▸ **Exercise instructions**: Each line from the one that contains "of the spectator" to the end of the material must be set down exactly, and no line before it.

Collection entries:
------------

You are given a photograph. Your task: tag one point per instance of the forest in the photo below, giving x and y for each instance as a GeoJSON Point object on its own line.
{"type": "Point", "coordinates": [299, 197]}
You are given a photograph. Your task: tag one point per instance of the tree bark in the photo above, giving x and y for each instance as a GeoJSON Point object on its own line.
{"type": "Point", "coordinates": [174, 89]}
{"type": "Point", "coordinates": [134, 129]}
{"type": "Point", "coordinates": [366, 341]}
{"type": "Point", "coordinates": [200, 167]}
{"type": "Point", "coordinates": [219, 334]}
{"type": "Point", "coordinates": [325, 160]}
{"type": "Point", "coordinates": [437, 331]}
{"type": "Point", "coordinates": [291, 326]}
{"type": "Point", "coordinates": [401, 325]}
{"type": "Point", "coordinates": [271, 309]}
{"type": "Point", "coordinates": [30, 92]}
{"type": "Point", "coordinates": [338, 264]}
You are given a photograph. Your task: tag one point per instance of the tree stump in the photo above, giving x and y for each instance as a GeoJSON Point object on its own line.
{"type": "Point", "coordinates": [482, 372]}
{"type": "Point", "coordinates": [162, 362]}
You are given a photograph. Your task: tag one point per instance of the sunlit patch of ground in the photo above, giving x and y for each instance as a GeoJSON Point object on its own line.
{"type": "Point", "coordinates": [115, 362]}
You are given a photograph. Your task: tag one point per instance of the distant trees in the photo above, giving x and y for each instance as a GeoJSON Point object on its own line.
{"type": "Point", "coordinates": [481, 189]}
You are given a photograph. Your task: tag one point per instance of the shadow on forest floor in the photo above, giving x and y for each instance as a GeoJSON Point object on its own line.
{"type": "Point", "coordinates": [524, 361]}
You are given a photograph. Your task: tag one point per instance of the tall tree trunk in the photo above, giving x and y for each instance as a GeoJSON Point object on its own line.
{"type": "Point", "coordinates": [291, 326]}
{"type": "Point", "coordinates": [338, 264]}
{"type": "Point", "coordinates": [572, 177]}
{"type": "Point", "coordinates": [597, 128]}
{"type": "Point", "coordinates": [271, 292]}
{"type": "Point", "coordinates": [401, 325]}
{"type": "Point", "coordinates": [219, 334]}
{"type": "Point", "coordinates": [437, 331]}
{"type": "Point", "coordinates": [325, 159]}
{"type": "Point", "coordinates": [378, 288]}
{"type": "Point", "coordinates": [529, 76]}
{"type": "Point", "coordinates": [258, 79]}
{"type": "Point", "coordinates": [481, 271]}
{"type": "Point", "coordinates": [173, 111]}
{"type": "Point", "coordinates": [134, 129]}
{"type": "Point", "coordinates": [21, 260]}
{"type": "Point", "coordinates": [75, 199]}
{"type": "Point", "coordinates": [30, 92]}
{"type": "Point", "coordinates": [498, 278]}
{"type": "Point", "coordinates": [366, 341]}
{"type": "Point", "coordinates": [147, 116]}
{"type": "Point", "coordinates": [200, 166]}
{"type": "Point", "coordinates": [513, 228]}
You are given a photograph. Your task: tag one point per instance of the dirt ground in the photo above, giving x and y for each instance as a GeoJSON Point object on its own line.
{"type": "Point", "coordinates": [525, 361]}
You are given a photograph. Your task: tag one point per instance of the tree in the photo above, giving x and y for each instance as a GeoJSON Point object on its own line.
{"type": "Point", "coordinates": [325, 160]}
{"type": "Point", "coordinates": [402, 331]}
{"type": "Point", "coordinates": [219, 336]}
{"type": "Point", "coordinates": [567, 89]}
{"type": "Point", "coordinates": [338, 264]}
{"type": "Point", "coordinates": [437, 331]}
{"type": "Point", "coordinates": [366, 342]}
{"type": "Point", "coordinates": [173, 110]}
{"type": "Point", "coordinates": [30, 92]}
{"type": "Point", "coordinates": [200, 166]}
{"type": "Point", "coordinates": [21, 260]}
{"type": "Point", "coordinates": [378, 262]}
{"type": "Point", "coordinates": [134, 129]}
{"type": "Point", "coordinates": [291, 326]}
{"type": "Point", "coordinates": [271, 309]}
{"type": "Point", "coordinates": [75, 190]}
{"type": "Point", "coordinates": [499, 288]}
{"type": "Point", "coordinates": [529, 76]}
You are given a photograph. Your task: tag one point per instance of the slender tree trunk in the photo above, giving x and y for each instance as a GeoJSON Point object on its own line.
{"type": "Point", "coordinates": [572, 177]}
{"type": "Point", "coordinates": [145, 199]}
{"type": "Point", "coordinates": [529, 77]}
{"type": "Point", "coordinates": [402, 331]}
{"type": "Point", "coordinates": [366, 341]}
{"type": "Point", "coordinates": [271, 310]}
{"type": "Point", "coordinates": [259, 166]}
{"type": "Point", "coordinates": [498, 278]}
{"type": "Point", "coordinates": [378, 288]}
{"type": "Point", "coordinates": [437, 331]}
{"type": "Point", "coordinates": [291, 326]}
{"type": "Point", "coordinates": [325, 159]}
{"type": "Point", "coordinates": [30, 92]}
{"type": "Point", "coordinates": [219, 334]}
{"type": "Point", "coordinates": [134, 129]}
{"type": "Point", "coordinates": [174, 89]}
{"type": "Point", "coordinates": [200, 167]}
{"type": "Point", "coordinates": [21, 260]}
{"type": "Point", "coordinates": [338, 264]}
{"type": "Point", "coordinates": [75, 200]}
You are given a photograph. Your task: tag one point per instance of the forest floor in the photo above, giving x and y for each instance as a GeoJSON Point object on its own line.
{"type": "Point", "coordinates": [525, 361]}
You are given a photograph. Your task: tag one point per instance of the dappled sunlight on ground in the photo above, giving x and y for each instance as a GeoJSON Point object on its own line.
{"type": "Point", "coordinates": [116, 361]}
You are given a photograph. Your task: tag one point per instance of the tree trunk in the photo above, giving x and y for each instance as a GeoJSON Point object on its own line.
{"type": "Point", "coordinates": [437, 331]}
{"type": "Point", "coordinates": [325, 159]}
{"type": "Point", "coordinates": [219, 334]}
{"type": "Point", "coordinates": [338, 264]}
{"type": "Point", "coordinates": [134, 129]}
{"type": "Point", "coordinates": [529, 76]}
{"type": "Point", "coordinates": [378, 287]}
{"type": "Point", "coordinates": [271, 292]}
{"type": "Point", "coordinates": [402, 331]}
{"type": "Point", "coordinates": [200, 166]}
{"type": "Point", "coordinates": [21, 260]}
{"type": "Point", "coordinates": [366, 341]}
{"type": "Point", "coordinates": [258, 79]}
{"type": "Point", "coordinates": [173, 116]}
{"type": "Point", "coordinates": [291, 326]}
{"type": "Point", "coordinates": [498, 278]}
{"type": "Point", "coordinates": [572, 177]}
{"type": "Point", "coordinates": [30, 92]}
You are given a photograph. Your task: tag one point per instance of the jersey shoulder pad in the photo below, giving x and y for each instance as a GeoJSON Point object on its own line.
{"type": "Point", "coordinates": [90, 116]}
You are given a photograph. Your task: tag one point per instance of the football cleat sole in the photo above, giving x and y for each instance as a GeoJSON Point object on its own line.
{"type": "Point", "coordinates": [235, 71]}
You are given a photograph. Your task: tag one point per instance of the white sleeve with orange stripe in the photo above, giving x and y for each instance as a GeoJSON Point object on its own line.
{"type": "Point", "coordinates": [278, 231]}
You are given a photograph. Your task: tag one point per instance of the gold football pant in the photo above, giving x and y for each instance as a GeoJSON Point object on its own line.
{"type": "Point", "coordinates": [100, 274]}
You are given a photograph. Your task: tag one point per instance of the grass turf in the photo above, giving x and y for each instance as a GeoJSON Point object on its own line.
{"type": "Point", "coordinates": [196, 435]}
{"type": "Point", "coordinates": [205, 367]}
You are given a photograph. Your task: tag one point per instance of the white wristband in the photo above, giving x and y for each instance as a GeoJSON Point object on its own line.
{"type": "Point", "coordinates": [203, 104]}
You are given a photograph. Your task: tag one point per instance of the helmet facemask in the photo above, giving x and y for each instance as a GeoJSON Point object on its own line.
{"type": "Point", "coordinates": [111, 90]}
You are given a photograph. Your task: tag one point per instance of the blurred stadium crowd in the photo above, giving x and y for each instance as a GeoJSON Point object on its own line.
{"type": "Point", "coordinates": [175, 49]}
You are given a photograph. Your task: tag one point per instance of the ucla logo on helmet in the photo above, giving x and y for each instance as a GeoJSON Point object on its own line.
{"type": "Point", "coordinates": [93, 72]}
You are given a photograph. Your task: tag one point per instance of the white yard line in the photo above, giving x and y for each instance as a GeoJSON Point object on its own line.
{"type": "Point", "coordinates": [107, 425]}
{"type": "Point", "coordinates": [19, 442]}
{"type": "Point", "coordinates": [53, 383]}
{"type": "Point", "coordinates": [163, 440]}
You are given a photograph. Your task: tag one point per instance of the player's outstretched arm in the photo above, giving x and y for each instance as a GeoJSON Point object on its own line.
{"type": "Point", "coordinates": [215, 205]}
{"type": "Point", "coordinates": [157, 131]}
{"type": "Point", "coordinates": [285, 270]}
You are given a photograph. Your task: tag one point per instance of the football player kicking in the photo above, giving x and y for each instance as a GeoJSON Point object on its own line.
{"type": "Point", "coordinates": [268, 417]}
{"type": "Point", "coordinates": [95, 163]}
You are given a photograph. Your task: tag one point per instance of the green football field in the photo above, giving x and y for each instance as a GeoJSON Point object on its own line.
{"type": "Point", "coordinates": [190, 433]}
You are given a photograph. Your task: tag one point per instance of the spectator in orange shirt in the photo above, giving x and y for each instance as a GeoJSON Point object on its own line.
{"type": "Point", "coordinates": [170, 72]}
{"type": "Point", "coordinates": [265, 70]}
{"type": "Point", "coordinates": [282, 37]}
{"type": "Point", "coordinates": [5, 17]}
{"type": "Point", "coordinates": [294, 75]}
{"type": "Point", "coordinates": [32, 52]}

------------

▸ **Finished exercise**:
You are given a photograph. Your task: tag one point per instance of the spectator in orange shirt in the photo above, giving x and y for each instance as a GeoJSON Point object on its own line.
{"type": "Point", "coordinates": [170, 72]}
{"type": "Point", "coordinates": [265, 70]}
{"type": "Point", "coordinates": [282, 37]}
{"type": "Point", "coordinates": [5, 17]}
{"type": "Point", "coordinates": [294, 75]}
{"type": "Point", "coordinates": [32, 52]}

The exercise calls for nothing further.